=== INPUT RECORDS ===

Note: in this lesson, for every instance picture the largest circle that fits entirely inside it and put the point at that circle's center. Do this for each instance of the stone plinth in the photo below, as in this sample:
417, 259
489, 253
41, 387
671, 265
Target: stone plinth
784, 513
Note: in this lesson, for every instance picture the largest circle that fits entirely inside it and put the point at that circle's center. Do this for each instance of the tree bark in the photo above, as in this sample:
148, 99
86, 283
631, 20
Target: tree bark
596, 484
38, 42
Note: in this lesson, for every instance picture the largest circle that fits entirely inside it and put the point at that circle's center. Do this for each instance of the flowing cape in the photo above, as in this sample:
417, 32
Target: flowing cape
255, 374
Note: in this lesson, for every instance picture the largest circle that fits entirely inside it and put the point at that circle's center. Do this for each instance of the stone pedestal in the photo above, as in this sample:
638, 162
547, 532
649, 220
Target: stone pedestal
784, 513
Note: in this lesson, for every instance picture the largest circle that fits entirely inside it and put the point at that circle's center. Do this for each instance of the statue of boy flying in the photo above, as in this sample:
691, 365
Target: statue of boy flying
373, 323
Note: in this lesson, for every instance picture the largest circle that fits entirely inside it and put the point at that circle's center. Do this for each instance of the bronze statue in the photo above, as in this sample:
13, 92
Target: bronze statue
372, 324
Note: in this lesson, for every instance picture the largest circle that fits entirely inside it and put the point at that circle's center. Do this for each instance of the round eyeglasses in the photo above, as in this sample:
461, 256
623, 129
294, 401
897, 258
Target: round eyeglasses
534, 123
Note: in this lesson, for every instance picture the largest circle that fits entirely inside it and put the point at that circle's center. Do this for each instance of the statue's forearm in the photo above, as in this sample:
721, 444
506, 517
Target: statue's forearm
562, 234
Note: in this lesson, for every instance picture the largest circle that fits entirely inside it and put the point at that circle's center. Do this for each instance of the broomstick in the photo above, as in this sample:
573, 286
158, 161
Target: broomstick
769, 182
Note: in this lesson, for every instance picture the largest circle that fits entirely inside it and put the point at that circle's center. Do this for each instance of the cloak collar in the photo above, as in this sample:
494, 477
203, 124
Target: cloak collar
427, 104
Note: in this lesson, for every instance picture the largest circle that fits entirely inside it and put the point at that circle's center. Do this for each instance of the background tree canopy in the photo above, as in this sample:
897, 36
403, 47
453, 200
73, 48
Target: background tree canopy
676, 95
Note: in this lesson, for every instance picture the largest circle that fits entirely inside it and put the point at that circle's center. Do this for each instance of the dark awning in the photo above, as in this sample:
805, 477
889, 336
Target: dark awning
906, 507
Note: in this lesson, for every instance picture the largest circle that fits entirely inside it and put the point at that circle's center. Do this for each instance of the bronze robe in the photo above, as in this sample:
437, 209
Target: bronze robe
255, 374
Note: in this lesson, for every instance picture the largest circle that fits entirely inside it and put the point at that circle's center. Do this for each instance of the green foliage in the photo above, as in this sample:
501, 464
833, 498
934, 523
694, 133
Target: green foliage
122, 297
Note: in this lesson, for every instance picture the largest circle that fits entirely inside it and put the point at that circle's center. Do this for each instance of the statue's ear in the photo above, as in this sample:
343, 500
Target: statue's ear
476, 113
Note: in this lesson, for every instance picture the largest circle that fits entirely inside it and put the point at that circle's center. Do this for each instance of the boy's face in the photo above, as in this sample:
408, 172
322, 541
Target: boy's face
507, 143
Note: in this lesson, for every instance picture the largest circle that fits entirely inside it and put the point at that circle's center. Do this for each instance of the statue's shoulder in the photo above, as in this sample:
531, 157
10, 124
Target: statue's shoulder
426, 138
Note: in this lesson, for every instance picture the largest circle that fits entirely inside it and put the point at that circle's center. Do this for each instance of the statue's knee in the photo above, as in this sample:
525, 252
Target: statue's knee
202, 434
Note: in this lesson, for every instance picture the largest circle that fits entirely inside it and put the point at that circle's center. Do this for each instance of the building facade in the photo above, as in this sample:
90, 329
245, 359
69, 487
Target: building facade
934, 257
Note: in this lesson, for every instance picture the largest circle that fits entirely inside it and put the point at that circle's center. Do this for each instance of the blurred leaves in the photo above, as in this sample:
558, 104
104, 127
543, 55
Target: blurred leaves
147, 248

===

● EXERCISE TASK
Take the line with "of the building" and all lines after it to the last line, and reproduce them exactly.

● SOLUTION TO THIS TASK
Note: in this lesson, for every instance picture the largest circle that fits entirely inside it and put the point at that circle's center. Do this for each instance of the building facade in the photo above, as in this sample:
90, 329
245, 359
69, 487
Target: building facade
934, 257
Note: in this lesson, for every instance picture the largest circle that fits entirely inside it and put the point at that circle's center. Do this for each instance of the blurred leaves in the photo above, as in this sample:
558, 104
104, 127
543, 55
Target: blurred leaves
147, 248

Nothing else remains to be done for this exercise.